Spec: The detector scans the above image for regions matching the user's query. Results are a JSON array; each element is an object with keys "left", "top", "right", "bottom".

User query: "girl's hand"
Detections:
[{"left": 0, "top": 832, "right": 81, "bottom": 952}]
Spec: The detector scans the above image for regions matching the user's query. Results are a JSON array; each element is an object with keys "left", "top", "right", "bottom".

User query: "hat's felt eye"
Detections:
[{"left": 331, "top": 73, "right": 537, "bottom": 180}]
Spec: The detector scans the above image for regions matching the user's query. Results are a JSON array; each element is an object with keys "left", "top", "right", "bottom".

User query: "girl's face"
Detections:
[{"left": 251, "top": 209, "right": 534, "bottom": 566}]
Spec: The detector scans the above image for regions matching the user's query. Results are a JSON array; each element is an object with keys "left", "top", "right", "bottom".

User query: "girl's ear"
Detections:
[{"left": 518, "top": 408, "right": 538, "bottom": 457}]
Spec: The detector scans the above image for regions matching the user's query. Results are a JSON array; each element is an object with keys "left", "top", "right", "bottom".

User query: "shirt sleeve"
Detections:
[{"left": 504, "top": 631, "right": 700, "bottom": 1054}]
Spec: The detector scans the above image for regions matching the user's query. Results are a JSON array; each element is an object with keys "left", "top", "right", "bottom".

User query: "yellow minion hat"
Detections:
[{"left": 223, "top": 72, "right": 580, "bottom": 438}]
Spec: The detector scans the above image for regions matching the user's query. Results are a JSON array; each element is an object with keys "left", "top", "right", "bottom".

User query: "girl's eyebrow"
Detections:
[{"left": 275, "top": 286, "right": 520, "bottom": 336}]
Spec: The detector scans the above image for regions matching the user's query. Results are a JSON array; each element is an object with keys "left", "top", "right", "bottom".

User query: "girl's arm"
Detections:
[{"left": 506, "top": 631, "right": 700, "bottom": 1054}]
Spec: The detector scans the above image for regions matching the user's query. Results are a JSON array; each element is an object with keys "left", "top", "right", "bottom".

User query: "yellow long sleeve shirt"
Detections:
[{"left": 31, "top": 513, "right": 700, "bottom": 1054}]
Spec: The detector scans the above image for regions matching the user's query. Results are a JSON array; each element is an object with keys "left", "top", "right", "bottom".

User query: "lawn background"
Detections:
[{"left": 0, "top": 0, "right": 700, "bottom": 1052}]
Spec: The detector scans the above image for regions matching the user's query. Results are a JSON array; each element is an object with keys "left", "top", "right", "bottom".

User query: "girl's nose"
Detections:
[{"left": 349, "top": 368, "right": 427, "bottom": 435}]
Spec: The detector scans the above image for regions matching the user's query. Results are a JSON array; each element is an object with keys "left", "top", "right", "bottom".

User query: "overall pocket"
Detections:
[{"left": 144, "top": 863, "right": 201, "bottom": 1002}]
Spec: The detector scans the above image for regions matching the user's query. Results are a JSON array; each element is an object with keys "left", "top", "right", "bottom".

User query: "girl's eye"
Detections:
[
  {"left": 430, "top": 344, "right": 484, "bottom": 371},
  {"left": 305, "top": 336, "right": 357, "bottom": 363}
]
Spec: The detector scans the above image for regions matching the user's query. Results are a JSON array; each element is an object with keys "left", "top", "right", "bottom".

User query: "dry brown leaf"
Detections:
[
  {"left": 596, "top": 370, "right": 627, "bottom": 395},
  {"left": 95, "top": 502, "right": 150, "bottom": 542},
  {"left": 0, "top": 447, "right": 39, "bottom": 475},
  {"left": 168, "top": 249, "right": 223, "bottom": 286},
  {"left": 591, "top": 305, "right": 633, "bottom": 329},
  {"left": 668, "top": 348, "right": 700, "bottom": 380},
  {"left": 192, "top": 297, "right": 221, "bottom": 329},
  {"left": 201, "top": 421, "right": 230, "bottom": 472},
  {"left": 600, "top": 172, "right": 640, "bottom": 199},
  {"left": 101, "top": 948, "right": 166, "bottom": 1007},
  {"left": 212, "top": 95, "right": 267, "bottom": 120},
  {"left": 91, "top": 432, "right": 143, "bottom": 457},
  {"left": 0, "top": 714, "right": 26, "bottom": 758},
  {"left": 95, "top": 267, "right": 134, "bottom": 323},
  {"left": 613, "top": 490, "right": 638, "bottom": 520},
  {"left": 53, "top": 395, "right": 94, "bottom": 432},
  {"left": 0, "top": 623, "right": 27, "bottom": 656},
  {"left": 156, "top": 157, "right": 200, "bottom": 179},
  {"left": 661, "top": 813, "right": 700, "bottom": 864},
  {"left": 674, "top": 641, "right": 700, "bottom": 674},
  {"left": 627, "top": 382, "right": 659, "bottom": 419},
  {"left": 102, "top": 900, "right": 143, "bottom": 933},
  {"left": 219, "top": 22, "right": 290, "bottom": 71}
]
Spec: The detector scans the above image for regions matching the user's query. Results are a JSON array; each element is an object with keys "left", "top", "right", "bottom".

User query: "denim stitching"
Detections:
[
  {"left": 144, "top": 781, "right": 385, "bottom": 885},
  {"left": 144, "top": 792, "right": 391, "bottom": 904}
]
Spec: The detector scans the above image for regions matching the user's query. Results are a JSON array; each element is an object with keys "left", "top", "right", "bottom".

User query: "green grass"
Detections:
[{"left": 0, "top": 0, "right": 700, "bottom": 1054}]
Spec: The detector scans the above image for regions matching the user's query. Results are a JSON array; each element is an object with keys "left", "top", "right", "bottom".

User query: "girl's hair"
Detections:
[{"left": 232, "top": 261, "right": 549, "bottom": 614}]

──────

Job: Filter the lines above, keeping only those that contain the word "girl", and copy each one out.

Response to the exercise:
User query: "girl's hand"
User query: "girl's face"
User query: "girl's ear"
User query: "girl's eyebrow"
User query: "girl's arm"
User query: "girl's nose"
User query: "girl's eye"
User query: "girl's hair"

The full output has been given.